→ **EXERCISE DETAILS**
Produce a verbatim copy of the data below that contains no pictures.

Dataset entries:
Segment Open

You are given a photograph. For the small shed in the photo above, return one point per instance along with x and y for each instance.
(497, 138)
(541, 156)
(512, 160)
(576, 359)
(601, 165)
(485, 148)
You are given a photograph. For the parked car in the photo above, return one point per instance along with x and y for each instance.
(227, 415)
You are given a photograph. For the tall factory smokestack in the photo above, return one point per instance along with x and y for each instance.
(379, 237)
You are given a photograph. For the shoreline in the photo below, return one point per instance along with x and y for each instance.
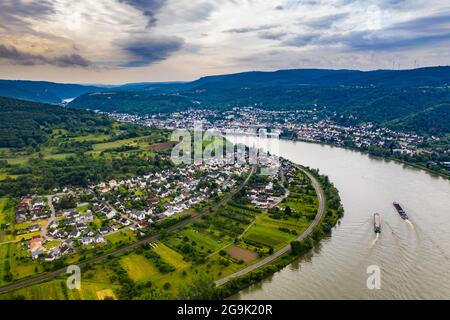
(233, 285)
(406, 163)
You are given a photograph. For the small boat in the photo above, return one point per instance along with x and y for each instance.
(400, 211)
(377, 223)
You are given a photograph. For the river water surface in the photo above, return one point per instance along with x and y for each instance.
(414, 256)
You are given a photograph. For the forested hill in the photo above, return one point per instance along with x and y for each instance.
(25, 123)
(422, 77)
(142, 102)
(42, 91)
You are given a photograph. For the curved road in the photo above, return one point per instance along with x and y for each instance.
(47, 276)
(319, 215)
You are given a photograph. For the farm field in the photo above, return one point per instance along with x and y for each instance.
(138, 267)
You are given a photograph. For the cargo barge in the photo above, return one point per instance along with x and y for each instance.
(377, 223)
(400, 211)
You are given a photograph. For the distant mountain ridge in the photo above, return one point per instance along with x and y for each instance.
(430, 76)
(43, 91)
(402, 97)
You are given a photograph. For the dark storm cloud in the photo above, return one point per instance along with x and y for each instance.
(414, 33)
(15, 56)
(149, 8)
(251, 29)
(144, 52)
(435, 23)
(367, 41)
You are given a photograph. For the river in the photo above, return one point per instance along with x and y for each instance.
(413, 257)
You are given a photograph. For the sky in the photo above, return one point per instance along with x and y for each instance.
(120, 41)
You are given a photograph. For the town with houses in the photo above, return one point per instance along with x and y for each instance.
(311, 125)
(135, 204)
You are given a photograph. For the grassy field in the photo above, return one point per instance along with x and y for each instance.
(5, 212)
(171, 256)
(138, 267)
(268, 236)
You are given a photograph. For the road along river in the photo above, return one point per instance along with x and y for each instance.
(413, 256)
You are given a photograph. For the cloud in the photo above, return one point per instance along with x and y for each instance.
(269, 35)
(302, 39)
(144, 52)
(324, 22)
(252, 29)
(435, 23)
(13, 13)
(15, 56)
(149, 8)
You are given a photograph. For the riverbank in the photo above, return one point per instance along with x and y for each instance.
(407, 163)
(329, 212)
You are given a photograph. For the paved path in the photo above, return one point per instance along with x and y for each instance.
(307, 232)
(51, 219)
(44, 277)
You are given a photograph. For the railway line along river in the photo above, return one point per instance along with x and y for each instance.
(413, 256)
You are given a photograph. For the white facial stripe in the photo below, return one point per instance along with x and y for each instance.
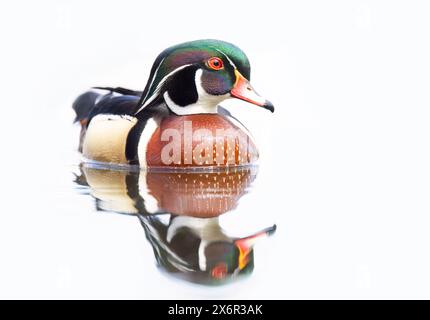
(154, 76)
(156, 91)
(206, 103)
(228, 58)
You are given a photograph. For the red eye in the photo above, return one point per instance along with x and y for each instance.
(215, 63)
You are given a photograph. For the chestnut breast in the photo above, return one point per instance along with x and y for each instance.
(200, 140)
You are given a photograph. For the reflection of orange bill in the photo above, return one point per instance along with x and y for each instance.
(245, 245)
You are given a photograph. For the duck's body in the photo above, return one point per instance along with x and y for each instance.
(176, 120)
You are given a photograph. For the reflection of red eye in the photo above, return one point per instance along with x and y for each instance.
(219, 271)
(215, 63)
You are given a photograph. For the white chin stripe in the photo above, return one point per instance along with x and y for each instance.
(160, 84)
(206, 103)
(150, 127)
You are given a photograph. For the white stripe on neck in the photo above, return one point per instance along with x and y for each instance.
(206, 103)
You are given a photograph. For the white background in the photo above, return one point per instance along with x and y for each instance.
(345, 157)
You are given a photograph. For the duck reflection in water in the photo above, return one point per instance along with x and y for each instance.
(179, 212)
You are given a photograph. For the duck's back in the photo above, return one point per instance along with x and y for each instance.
(106, 119)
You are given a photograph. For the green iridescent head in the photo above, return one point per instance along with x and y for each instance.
(194, 77)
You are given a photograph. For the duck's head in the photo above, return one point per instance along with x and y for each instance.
(194, 77)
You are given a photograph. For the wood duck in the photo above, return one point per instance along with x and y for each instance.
(176, 121)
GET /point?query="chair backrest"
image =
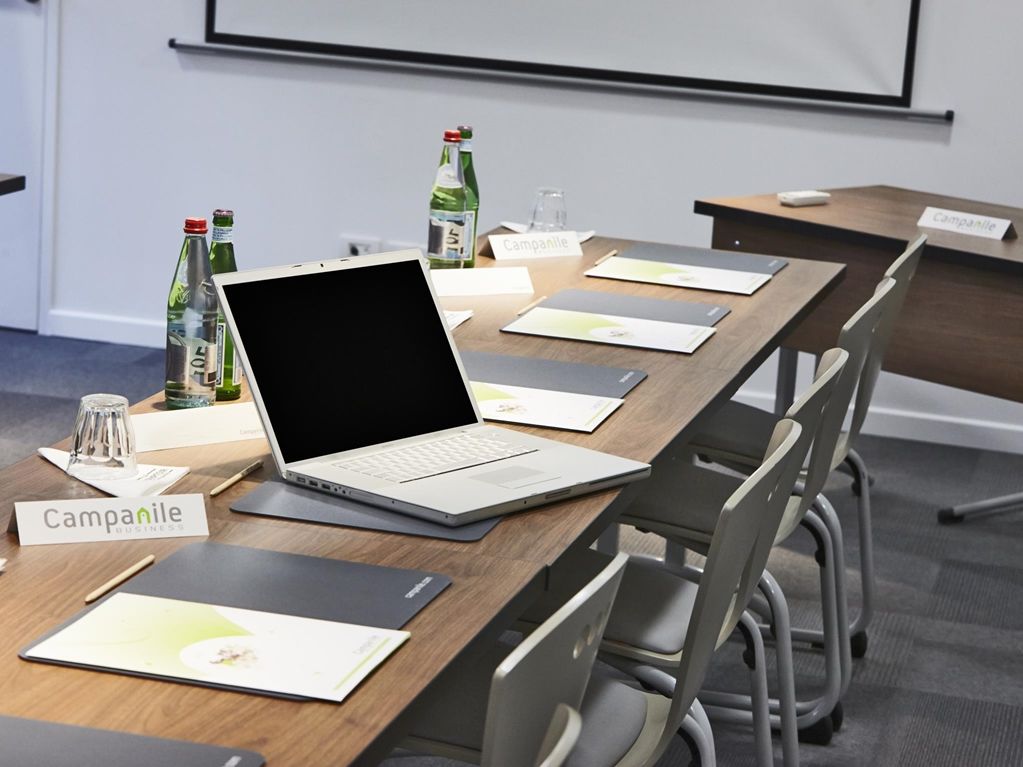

Segment Closed

→ **EXPECTED ANSWER**
You are given a photograph. For the small shed in the photo above, return one point per instance along with x and y for each instance.
(497, 138)
(541, 156)
(512, 160)
(576, 359)
(601, 165)
(485, 148)
You are given a photograph. For the parked car in the photo above, return one point per instance along with x and y for each instance.
(227, 415)
You are given a photograph. For the tall factory smokestack in the photo above, return one point per instance along with x and y for each instance.
(379, 237)
You are given a photograph. For the shoreline in the photo below, return one point per instance along with x and y for each instance.
(233, 285)
(406, 163)
You are given a photograph. For the small boat in the photo above, return one point per instance along with x and y for each instance.
(400, 211)
(377, 223)
You are given a photograph. For the river water surface in the photo above, return one point per instance along with x and y for each instance.
(414, 256)
You are given a photograph. For the forested hill in the photo above, return one point per instance along with x and y for each instance.
(25, 123)
(422, 77)
(142, 102)
(42, 91)
You are given a photograph. For the curved road in the photo above, return one point per instance along with x and y for each instance.
(47, 276)
(319, 215)
You are given a photograph. For the farm field in the photo above, return one point per instance along with x and y for each instance.
(138, 267)
You are given a photograph. For the cargo barge in the photo above, return one point per instance along with x and y for each instance.
(377, 223)
(400, 211)
You are given a photograph. For the distant mountain ridge in the photo above, return one point per instance along with x and y for each instance.
(430, 76)
(43, 91)
(402, 97)
You are given a photograph. For the dark storm cloud in the photo above, return one point per instance along with x and y for each instance.
(414, 33)
(15, 56)
(149, 8)
(251, 29)
(144, 52)
(435, 23)
(367, 41)
You are given a photograph. For the river in the photo above, return one point per instance along with x and y for each instance.
(413, 257)
You are given a photograph. For the sky in the photo above, return one point per instance along with x and y for each instance.
(120, 41)
You are given a photograph. For the town with houses in the photo above, return one point per instance along with x and y for each instance.
(311, 125)
(135, 204)
You are given a photograph. For the grassy field in the photo above, return one point per instance along with x and y for each instance.
(5, 212)
(171, 256)
(138, 267)
(268, 236)
You are given a photograph. For the road along river in the photo above, return one point per instance along with x and y for each instance.
(413, 256)
You are given a photograph. For the cloud in the photo above, return one point per instance along with x and y for each instance.
(269, 35)
(302, 39)
(144, 52)
(324, 22)
(252, 29)
(435, 23)
(13, 13)
(15, 56)
(149, 8)
You are given a photograph. For the riverbank in the photo above, return one point per instance along with x and y for each instance.
(407, 163)
(329, 212)
You are given a photograph. For the paved path in the photo above, return one point per instance along with x and y for each instance.
(307, 232)
(51, 219)
(44, 277)
You are given a photograph. For the railway line along river in the photo above, return one point per instance along with x and y for each instance.
(413, 256)
You are given a photograph. For the white facial stripe in the photo below, return one point per instance along with x and y for each instance.
(154, 76)
(156, 91)
(206, 103)
(228, 58)
You are given a photograph. For the red eye in the photo above, return one point per instance along with x and y for each instance.
(215, 63)
You are given a photograph. For the chestnut breast in the photo above, return one point per instance along with x and y for each instance.
(200, 140)
You are given a photograph. For the reflection of orange bill in the photo above, return one point per instance along with x and y for each instance.
(245, 245)
You are given a photograph. For the duck's body in the photo above, return one point per instance along with x and y for each instance.
(176, 120)
You are given a photograph. For the reflection of red eye in the photo above, return one point per instance along with x and y for each instance.
(219, 271)
(215, 63)
You are given a photograph. For the white chin stripe in the photo above, return one point per instance along with x and y for each instance.
(160, 84)
(206, 103)
(150, 127)
You are given a photograph. For the white stripe on neck in the photo above, return one point per instance along with x and y for each instance.
(206, 103)
You are given a photograph. For the white background in the photo above, return one point per instance along with x and y for each instance.
(345, 157)
You are given a photograph. For the duck reflection in water in the photo above, return one point per instance along with x and y for each instance.
(179, 212)
You are given a photograph. For the duck's back in the photo above, return one point per instance along with x and y for each instance.
(106, 119)
You are given a photograph. For the green iridescent head in the photo above, return one point per instance along with x and y for each instance.
(194, 77)
You are given a photograph. For the duck's head in the photo above, return one point per instance along with x and y for each instance.
(194, 77)
You are given a photograph. For the wood duck in the photo above, return one point per instance along with x and y for each instance.
(176, 121)
GET /point?query="chair backrest"
image =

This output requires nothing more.